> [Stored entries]
## BEGIN

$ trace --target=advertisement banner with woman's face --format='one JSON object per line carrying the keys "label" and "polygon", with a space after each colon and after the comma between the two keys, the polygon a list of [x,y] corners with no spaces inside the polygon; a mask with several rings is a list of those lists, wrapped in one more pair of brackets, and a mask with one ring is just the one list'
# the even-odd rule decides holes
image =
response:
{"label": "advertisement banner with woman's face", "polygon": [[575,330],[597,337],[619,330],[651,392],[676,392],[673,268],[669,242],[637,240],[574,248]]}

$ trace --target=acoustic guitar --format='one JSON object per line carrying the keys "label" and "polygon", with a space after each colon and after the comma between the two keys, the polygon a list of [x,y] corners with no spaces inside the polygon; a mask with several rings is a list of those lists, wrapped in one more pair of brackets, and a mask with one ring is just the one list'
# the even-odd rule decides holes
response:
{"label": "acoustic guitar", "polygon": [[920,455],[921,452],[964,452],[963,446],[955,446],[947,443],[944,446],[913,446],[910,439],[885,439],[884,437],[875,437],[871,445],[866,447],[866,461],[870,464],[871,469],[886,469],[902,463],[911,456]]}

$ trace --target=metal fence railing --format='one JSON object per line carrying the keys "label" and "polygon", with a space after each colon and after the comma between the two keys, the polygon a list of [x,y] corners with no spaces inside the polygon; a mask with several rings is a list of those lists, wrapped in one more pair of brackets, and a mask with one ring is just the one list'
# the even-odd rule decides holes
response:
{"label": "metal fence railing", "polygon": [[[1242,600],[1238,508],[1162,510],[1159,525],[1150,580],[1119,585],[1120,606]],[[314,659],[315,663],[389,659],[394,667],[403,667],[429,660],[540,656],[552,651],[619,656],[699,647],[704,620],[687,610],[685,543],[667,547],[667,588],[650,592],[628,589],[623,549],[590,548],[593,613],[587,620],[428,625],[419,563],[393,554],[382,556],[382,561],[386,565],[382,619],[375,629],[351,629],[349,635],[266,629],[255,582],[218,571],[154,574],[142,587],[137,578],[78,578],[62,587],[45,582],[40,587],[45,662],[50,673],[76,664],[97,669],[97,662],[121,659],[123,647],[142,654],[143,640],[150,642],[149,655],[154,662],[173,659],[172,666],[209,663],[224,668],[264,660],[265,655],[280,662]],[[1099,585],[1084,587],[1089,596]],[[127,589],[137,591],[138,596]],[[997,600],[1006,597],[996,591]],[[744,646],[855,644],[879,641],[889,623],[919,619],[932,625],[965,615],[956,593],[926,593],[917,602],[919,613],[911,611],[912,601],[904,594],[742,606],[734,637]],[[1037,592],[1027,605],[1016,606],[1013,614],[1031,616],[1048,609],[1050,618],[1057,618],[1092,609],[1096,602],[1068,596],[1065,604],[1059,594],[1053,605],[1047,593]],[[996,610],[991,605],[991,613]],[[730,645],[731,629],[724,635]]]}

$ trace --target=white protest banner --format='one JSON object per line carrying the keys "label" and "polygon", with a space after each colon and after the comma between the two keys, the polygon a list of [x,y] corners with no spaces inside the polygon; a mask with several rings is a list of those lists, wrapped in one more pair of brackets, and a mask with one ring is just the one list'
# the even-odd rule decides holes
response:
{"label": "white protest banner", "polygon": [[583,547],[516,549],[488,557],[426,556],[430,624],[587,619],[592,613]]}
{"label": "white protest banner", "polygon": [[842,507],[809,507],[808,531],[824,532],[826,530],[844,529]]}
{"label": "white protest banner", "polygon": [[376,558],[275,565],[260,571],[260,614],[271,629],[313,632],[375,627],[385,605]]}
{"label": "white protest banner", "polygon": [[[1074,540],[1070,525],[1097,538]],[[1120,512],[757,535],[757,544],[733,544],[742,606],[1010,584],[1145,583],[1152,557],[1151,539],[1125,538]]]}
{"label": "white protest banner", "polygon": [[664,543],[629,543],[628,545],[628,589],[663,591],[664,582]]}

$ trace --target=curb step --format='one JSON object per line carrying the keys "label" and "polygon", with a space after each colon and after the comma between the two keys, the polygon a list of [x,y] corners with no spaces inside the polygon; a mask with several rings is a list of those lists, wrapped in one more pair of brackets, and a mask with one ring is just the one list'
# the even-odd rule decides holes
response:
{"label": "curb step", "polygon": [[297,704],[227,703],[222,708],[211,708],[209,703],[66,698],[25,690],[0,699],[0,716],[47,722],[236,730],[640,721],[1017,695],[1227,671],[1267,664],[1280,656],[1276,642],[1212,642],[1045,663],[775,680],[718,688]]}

## END

> [Requirement]
Recast the material above as a two-column CSV with the header row request,answer and one row per request. Put each request's text and its full answer in quoted fields, replacing line breaks with spaces.

> [Reply]
request,answer
"$ trace --target=advertisement banner with woman's face --format='one JSON object per line carrying the keys ""label"" and ""polygon"", with a space after each colon and after the comma between the two keys, the polygon a list of [x,y] corners with no spaces inside the polygon; a mask with several rings is a list of those lists, wrapped in one more pair of brackets, and a mask with one ring is just the one list' # the even-odd rule decides holes image = response:","{""label"": ""advertisement banner with woman's face"", ""polygon"": [[575,330],[597,337],[619,330],[651,392],[676,392],[673,268],[669,242],[637,240],[574,248]]}"
"$ trace --target=acoustic guitar --format='one JSON object per line carrying the keys ""label"" and ""polygon"", with a space after each colon and after the comma between the two keys, the polygon a list of [x,y] corners with no spaces inside the polygon; a mask with several rings is a list of those lists, wrapped in one more pair of brackets, and a mask with one ring is just the one list' # the even-odd rule decides holes response:","{""label"": ""acoustic guitar"", ""polygon"": [[920,455],[921,452],[964,452],[963,446],[955,446],[947,443],[944,446],[913,446],[910,439],[885,439],[884,437],[875,437],[871,445],[866,447],[866,461],[870,464],[871,469],[886,469],[902,463],[911,456]]}"
"$ trace --target=metal fence railing --format='one JSON object per line carrying the keys ""label"" and ""polygon"", with a space after each colon and after the comma between the two keys, the polygon a list of [x,y] corners with no spaces inside the polygon; a mask with several rings is a list of those lists, wrapped in one more pair of brackets, and a mask with one ring is just the one list' # the even-odd rule decides holes response:","{""label"": ""metal fence railing"", ""polygon"": [[[1242,600],[1238,508],[1162,510],[1159,525],[1150,580],[1119,585],[1120,606]],[[314,659],[315,663],[389,659],[394,667],[403,667],[429,660],[540,656],[552,651],[619,656],[699,647],[704,620],[687,610],[685,543],[667,547],[667,588],[650,592],[628,589],[623,549],[590,548],[593,613],[587,620],[428,625],[419,563],[393,554],[382,556],[382,561],[386,565],[382,619],[375,629],[351,629],[349,635],[266,629],[255,582],[218,571],[154,574],[142,587],[137,578],[78,578],[62,587],[45,582],[40,587],[45,662],[50,673],[76,664],[97,669],[97,662],[121,659],[123,647],[142,654],[143,640],[150,642],[149,655],[154,662],[173,659],[172,666],[209,663],[224,668],[264,660],[265,655],[280,662]],[[1099,585],[1084,587],[1089,596]],[[127,589],[137,591],[138,596]],[[997,600],[1006,597],[996,591]],[[744,646],[855,644],[879,641],[889,623],[919,619],[932,625],[965,615],[956,593],[926,593],[917,602],[919,613],[911,611],[912,601],[904,594],[742,606],[734,637]],[[1037,592],[1027,605],[1016,606],[1013,614],[1031,616],[1048,609],[1050,618],[1057,618],[1092,609],[1096,602],[1068,596],[1065,604],[1059,594],[1053,605],[1047,593]],[[996,610],[991,605],[991,613]],[[730,645],[731,629],[724,635]]]}"
"$ trace --target=white protest banner --format='one JSON object per line carrying the keys ""label"" and ""polygon"", with a space after each colon and after the comma between the two keys, the polygon a list of [x,y] corners with no spaces inside the polygon; a mask with several rings is a list of those lists, wrapped in one more pair of brackets, and a mask with one ring is just the one list' # the even-odd rule decides holes response:","{""label"": ""white protest banner"", ""polygon"": [[583,547],[516,549],[488,557],[426,556],[430,624],[587,619],[592,613]]} {""label"": ""white protest banner"", ""polygon"": [[842,507],[809,507],[808,531],[824,532],[826,530],[844,529]]} {""label"": ""white protest banner"", ""polygon"": [[376,558],[275,565],[260,571],[260,614],[271,629],[313,632],[375,627],[385,605]]} {""label"": ""white protest banner"", ""polygon"": [[[1074,540],[1070,525],[1097,538]],[[1120,512],[757,535],[757,544],[733,544],[742,606],[1010,584],[1145,583],[1152,557],[1151,539],[1125,538]]]} {""label"": ""white protest banner"", ""polygon"": [[664,543],[629,543],[628,545],[628,589],[663,591],[664,582]]}"
"$ trace --target=curb step --format='one JSON object per line carrying the keys ""label"" and ""polygon"", with a space after each colon and after the comma between the two keys, the polygon a list of [x,y] corners with no spaces inside the polygon; a mask with several rings is a list of those lists, wrapped in one more pair of brackets, and a mask with one ring is just the one list' # the even-odd rule decides holes response:","{""label"": ""curb step"", ""polygon"": [[297,704],[227,703],[222,708],[211,708],[209,703],[66,698],[25,690],[0,699],[0,716],[47,722],[236,730],[640,721],[1017,695],[1227,671],[1267,664],[1280,656],[1276,642],[1212,642],[1045,663],[775,680],[718,688]]}"